### Task description
Express the items from the line containing "man's hand in this photo." through the end of the block, inclusive, as a two-column CSV with the headers item and answer. Give one row per item, with the item text and its answer each in a single quoted field and any line breaks turned into spaces.

[A block of data]
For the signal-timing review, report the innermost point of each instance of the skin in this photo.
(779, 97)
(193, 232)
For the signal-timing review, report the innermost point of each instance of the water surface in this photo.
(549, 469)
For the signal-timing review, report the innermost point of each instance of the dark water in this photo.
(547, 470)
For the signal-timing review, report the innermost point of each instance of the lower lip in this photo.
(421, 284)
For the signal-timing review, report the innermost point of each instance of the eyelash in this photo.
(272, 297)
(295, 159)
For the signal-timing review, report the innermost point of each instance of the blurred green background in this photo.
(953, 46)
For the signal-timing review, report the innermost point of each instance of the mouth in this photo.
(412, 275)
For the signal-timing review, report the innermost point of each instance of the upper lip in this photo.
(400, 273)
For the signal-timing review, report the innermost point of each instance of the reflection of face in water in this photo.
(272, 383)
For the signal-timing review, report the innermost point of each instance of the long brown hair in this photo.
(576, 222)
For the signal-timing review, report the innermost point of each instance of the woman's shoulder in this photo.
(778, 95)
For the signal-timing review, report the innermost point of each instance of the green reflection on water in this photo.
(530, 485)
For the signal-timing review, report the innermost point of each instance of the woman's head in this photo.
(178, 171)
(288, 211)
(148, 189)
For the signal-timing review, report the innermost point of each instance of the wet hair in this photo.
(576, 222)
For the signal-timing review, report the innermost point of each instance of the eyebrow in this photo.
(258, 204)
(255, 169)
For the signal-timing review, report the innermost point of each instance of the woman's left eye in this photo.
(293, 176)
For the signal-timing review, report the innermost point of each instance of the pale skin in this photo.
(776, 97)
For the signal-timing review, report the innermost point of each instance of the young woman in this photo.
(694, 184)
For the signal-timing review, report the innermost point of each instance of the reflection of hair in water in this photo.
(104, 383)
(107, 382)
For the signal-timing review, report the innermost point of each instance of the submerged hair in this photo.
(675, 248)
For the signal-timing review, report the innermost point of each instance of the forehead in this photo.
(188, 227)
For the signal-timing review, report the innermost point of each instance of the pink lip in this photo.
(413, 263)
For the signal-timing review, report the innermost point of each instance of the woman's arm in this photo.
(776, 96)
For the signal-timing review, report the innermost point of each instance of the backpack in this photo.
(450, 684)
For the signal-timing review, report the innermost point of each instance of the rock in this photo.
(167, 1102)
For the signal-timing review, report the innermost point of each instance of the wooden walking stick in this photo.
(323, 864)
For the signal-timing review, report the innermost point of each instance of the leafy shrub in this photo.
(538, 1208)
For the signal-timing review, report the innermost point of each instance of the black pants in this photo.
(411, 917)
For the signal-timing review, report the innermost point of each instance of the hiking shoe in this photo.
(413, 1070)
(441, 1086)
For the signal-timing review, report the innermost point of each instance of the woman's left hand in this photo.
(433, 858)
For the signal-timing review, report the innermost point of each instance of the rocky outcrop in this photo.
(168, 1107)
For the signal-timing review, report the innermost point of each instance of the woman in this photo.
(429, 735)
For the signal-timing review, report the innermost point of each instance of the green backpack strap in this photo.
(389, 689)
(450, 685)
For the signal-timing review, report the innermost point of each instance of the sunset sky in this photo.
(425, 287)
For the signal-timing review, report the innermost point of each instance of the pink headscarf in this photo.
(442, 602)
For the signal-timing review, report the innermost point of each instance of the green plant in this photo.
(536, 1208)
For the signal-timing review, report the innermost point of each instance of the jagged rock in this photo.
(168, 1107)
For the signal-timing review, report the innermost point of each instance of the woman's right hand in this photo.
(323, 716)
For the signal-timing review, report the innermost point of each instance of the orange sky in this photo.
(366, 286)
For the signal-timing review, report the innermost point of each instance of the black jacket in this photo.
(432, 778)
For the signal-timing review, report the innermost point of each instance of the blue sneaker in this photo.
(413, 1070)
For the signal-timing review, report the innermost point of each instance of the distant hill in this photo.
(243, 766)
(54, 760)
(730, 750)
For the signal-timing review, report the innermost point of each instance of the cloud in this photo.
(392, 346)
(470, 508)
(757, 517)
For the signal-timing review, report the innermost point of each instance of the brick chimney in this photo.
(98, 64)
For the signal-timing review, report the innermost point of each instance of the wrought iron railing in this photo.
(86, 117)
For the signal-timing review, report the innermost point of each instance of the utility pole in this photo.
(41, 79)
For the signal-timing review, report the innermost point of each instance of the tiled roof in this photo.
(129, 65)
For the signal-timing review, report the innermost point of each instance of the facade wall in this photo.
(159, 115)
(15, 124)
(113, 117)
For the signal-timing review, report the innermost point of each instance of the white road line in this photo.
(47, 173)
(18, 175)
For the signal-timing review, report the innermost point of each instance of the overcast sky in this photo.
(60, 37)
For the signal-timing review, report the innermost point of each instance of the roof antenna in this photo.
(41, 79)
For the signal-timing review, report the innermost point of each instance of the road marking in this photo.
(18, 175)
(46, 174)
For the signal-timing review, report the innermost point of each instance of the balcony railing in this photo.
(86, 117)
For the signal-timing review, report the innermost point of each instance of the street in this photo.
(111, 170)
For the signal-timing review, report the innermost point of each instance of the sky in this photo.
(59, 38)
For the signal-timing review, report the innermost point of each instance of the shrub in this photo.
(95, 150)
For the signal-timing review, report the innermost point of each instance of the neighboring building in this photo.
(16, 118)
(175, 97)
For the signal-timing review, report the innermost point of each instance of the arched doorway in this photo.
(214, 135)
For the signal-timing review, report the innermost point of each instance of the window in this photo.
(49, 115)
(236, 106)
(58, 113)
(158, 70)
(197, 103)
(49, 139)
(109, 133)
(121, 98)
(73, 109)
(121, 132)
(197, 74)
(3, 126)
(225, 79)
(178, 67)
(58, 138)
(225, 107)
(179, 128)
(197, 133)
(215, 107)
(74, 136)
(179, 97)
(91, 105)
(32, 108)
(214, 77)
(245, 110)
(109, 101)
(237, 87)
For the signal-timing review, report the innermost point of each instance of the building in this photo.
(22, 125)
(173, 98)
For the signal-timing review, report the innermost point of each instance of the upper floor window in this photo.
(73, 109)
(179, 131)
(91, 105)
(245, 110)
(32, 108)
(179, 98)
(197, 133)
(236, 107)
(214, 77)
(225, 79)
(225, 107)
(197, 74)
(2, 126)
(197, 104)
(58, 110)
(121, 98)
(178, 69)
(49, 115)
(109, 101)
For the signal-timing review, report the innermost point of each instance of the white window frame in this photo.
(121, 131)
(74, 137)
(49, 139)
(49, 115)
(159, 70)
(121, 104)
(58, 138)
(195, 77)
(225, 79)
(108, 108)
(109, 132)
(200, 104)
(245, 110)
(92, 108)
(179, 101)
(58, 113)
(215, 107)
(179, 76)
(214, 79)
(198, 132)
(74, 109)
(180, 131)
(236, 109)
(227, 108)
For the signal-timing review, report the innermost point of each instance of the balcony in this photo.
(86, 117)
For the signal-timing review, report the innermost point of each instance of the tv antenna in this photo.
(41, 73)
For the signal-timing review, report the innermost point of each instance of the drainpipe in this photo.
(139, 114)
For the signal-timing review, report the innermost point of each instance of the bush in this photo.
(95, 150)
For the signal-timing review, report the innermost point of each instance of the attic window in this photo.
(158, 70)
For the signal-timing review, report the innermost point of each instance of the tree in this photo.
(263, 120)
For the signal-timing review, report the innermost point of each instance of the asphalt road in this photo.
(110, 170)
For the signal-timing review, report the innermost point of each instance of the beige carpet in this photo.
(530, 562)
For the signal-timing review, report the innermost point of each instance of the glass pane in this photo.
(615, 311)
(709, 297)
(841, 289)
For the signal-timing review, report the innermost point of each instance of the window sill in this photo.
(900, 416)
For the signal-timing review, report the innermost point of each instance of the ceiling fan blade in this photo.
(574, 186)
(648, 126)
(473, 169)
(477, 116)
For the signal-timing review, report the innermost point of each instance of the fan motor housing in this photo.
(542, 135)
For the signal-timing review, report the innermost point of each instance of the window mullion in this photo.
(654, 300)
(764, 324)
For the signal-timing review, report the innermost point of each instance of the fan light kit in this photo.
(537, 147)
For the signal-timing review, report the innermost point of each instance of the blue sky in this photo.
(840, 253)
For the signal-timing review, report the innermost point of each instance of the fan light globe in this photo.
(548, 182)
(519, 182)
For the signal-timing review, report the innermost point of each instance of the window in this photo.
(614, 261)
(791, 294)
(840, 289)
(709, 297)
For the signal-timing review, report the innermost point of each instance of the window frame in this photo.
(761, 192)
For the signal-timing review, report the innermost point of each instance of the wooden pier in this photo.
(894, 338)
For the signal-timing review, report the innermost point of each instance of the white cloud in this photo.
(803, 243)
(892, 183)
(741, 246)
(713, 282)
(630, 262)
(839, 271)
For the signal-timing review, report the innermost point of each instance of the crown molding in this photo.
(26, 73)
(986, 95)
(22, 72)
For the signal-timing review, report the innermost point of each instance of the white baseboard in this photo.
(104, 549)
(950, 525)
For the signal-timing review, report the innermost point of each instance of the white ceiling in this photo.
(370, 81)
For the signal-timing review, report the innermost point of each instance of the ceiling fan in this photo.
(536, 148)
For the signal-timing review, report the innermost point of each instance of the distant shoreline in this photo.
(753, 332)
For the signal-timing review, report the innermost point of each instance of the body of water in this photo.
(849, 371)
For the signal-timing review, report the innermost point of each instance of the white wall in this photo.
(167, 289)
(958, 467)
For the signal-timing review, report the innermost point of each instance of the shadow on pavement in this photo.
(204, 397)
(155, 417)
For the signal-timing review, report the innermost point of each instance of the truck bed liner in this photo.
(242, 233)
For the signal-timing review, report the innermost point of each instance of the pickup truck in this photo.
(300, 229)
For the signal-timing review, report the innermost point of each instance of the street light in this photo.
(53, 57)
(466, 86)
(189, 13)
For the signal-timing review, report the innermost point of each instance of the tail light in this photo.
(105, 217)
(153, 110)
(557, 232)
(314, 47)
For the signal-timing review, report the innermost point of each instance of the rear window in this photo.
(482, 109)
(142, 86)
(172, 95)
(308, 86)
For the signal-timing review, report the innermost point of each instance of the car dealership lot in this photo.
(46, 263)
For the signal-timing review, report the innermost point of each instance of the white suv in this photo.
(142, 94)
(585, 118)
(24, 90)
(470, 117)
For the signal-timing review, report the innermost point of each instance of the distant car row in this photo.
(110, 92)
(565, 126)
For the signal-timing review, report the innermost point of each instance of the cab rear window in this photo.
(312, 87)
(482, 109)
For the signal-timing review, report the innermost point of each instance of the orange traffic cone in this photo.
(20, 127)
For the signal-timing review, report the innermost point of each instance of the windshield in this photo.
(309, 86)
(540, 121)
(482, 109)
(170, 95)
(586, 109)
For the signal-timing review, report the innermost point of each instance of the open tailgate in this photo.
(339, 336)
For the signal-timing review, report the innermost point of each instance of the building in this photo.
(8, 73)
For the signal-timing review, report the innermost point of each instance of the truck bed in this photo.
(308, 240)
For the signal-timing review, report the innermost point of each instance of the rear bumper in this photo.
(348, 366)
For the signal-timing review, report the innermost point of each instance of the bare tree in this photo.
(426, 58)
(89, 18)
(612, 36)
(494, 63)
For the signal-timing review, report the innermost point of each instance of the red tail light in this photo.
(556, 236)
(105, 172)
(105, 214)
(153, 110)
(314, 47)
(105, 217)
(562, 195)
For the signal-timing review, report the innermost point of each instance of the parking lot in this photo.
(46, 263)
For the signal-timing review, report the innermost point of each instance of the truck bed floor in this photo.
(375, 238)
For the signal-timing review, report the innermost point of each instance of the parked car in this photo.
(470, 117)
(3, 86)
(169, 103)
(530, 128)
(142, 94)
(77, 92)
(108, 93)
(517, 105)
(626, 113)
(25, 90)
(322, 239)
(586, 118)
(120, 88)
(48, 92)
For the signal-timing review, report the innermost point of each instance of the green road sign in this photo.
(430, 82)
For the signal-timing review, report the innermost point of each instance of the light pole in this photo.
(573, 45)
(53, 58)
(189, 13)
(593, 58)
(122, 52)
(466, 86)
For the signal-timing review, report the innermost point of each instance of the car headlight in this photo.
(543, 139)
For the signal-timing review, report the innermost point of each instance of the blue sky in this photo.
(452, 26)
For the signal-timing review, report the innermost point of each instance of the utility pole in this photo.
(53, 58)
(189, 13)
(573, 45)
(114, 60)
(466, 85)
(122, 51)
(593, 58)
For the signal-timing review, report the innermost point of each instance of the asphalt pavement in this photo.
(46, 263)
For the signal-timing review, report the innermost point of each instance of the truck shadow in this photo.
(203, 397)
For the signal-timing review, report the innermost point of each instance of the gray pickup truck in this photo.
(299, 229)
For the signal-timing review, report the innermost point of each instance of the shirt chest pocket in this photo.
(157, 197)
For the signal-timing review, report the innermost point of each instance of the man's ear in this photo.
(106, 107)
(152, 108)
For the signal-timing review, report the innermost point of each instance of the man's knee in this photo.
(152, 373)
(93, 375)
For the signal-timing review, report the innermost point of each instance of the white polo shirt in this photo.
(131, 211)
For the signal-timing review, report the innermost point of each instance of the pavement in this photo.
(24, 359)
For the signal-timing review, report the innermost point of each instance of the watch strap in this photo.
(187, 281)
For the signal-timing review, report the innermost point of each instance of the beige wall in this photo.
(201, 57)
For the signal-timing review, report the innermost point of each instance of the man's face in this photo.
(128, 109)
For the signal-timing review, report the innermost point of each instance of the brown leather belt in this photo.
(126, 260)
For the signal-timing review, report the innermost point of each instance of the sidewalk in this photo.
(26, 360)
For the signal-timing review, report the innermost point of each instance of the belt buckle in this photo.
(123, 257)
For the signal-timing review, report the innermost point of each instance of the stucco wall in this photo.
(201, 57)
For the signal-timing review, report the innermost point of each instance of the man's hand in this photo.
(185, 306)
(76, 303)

### Solution for this exercise
item,answer
"For the signal-timing review, report the innermost point of each instance of the man's hand in this photo.","(185, 306) (76, 303)"